■ The request
Reproduce the listing below line for line, without changing anything, and leave out the pictures.

■ Data for the task
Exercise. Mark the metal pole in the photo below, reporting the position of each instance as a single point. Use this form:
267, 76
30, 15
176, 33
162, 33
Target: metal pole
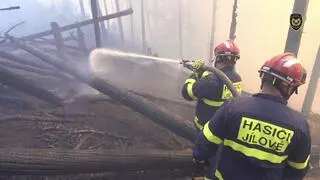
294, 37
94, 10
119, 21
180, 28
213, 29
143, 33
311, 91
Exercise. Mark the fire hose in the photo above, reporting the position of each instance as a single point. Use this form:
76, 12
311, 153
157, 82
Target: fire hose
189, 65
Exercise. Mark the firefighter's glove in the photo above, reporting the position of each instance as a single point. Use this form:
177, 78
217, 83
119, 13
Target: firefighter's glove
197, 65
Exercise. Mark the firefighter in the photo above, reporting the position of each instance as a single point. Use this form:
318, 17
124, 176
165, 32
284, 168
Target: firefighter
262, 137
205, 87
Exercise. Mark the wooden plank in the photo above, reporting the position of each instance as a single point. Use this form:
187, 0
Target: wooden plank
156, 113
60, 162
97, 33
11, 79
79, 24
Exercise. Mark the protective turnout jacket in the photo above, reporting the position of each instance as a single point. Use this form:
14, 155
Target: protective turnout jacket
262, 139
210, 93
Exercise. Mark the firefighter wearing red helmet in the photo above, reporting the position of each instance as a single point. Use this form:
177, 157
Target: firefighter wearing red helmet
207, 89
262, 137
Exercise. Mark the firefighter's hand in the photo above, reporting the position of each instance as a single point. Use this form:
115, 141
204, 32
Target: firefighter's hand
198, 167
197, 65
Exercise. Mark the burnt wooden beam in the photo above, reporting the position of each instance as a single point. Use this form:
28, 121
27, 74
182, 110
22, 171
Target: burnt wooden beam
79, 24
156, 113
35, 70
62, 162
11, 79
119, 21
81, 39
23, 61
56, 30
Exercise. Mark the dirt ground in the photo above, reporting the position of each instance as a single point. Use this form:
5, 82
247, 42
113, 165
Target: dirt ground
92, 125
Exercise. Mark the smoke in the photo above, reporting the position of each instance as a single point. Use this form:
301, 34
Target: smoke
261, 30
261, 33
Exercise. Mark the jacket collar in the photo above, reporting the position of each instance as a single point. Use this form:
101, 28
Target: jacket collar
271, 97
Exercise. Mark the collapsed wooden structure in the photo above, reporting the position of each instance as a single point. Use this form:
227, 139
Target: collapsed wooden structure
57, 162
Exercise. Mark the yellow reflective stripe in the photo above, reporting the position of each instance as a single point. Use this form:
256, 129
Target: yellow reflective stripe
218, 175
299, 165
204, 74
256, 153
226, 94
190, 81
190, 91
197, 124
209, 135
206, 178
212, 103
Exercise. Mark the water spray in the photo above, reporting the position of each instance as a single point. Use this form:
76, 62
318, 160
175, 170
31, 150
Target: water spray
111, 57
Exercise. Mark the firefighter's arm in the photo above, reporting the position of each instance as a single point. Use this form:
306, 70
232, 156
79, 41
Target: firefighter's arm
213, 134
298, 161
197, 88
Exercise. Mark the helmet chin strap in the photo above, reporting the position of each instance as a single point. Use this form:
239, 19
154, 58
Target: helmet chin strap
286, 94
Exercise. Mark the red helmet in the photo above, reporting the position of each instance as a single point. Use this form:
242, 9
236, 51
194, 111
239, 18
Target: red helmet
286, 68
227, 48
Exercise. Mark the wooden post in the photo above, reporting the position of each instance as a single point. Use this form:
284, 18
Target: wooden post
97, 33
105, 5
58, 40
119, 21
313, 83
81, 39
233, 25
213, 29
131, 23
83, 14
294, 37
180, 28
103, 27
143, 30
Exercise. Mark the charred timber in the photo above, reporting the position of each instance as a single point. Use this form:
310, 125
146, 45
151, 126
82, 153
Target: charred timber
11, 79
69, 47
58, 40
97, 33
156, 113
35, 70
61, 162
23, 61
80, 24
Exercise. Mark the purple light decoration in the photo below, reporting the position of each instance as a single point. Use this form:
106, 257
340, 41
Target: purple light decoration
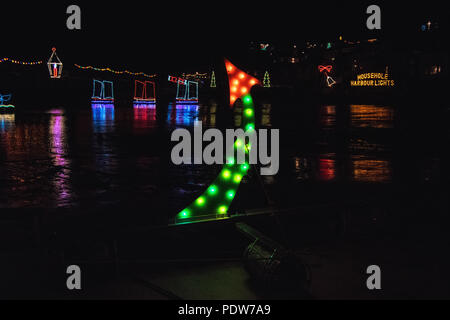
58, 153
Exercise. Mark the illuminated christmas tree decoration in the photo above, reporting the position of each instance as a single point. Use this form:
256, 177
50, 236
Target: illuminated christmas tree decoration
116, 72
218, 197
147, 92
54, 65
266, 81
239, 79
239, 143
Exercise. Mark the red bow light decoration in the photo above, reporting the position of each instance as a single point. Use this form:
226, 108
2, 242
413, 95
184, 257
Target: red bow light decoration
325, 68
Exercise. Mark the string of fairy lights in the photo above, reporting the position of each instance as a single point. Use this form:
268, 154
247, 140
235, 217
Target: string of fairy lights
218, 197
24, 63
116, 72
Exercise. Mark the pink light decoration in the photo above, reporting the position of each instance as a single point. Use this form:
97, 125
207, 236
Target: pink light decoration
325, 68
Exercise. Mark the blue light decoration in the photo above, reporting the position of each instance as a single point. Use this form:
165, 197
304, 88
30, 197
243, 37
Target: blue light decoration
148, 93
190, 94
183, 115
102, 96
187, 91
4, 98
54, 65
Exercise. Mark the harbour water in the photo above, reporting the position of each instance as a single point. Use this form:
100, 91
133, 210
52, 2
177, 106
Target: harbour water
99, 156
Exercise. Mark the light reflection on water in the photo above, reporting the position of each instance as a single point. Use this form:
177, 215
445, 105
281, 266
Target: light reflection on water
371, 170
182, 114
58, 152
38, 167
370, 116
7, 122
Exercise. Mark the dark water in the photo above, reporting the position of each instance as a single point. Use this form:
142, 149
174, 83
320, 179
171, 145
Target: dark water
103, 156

■ Final answer
Exercise. Mark the metal pole in the photo below, reporting the position of each instance as a single point. Use this form:
267, 76
30, 15
176, 33
162, 33
Target: metal pole
294, 37
94, 10
119, 21
180, 28
213, 29
143, 33
311, 91
Exercise. Mark the fire hose in the photo above, reporting the position of each instance as a single point. Use this form:
76, 12
311, 153
157, 82
Target: fire hose
189, 65
Exercise. Mark the firefighter's glove in the photo above, reporting the position of each instance as a single point. Use this form:
177, 78
217, 83
119, 13
Target: firefighter's glove
197, 65
Exercise. Mark the firefighter in the photo above, reporting the position of each instance as a single point. Use this form:
318, 17
124, 176
165, 32
284, 168
Target: firefighter
262, 137
205, 87
Exercise. Mark the wooden plank in the photo above, reporting the position of each instance as a single point. Use this form:
187, 0
Target: wooden plank
156, 113
60, 162
97, 33
11, 79
79, 24
Exercise. Mark the protective turnout jacket in the photo above, reporting the position of each instance as a single point. Use this form:
14, 155
Target: protective turnout jacket
262, 139
210, 93
Exercise. Mark the firefighter wearing red helmet in the photo above, reporting the position of each instance as a single point. Use this form:
177, 157
Target: firefighter wearing red helmet
207, 89
262, 137
Exercise. Mark the firefighter's hand in the photo above, reporting the position of each instance as a single point. Use this form:
115, 141
204, 32
Target: firefighter's hand
198, 167
197, 65
Exercise. Mark the burnt wooden beam in the photo above, reporting the position of each instance as a single point. Use this form:
28, 121
27, 74
182, 110
22, 171
Target: burnt wooden beam
79, 24
156, 113
35, 70
62, 162
11, 79
119, 21
81, 39
23, 61
56, 30
Exercise. Mark the dirt ground in the photo above, reporting the position of each instance as a single point. Use this form:
5, 82
247, 42
113, 165
Target: dirt ground
92, 125
Exercise. Mark the smoke in the photo above, reporting the position of each instance as a single point. Use this form:
301, 34
Target: smoke
261, 30
261, 33
Exercise. Mark the jacket collar in the photo above, reporting the position of each instance as a single point. Use this form:
101, 28
Target: jacket collar
271, 97
Exercise. Mark the collapsed wooden structure in the photo above, reporting the position of each instance as a single point. Use this form:
227, 139
Target: collapsed wooden structure
57, 162
Exercise. Mark the yellow reflective stripe in the photo above, reporting the position of each instance as a single point. Use this form:
256, 129
Target: yellow reflective stripe
218, 175
299, 165
204, 74
256, 153
226, 94
190, 81
190, 91
197, 124
209, 135
206, 178
212, 103
Exercise. Mark the water spray in the photo above, reporting the position of each instance as a single point. Use this form:
76, 62
318, 160
175, 170
31, 150
Target: water spray
111, 57
Exercise. Mark the firefighter's arm in the photo above, reporting the position of each instance as a single point. Use this form:
306, 70
232, 156
79, 41
Target: firefighter's arm
213, 134
298, 161
197, 88
Exercise. Mark the helmet chin strap in the photo above, reporting the position of each instance as a single point. Use this form:
239, 19
154, 58
Target: helmet chin strap
286, 94
Exercise. Mark the red helmet in the photo above, reporting the position of each instance as a single point. Use this form:
242, 9
236, 51
194, 111
239, 18
Target: red helmet
286, 68
227, 48
Exercise. Mark the wooden post in the photo above, reporting the position of each instance as a single point. Use this form:
284, 18
Target: wooden post
97, 33
105, 5
58, 40
119, 21
313, 83
81, 39
233, 25
213, 29
131, 23
83, 14
294, 37
180, 28
103, 27
143, 30
Exercise. Mark the charred timber in the photo above, reporting the position of each instance as a single point. Use this form:
310, 125
146, 45
151, 126
82, 153
Target: charred timber
11, 79
69, 47
58, 40
97, 33
156, 113
35, 70
61, 162
23, 61
80, 24
Exercise. Mark the purple light decoration in the photo below, reporting the position of each instance as a single point. Use this form:
106, 257
340, 41
Target: purple light decoration
58, 153
Exercise. Mark the illuminated christmas tree decoration in the photo above, reporting the position of each instance as a single point. Use this form:
256, 177
50, 236
Target: illuminated christmas tree decoration
116, 72
218, 197
147, 92
54, 65
266, 81
239, 79
239, 143
Exercise. Mark the red bow light decoration in the photo above, reporting the position of each instance as a single point. Use this form:
226, 108
2, 242
413, 95
184, 257
Target: red bow light decoration
325, 68
Exercise. Mark the string of fairy lights in the photo above, reporting the position of each instance as a single point. Use this form:
268, 154
247, 140
235, 217
Target: string of fairy lights
218, 197
24, 63
116, 72
Exercise. Mark the pink light decoration in the photo above, reporting the position of each instance as a single point. Use this form:
97, 125
207, 236
Target: pink light decoration
325, 68
Exercise. Mark the blue light decoration in the photo above, reporting the position of each instance as a single point. Use this form:
165, 197
304, 88
30, 197
243, 37
Target: blue light decoration
148, 93
190, 94
183, 115
102, 96
187, 91
4, 98
54, 65
Exercise. Mark the harbour water in the photo above, reporting the position of each instance as a single point. Use this form:
100, 91
133, 210
52, 2
177, 106
Target: harbour water
99, 156
Exercise. Mark the light reflection on water in the photo above, reporting the position of each instance as a single point. Use this form:
177, 215
445, 105
281, 266
Target: light reflection on water
371, 170
182, 114
58, 152
38, 167
370, 116
7, 122
Exercise. Mark the dark water in the photo above, reporting the position of each instance as a single point. Use this form:
142, 149
174, 83
320, 179
171, 145
Target: dark water
103, 156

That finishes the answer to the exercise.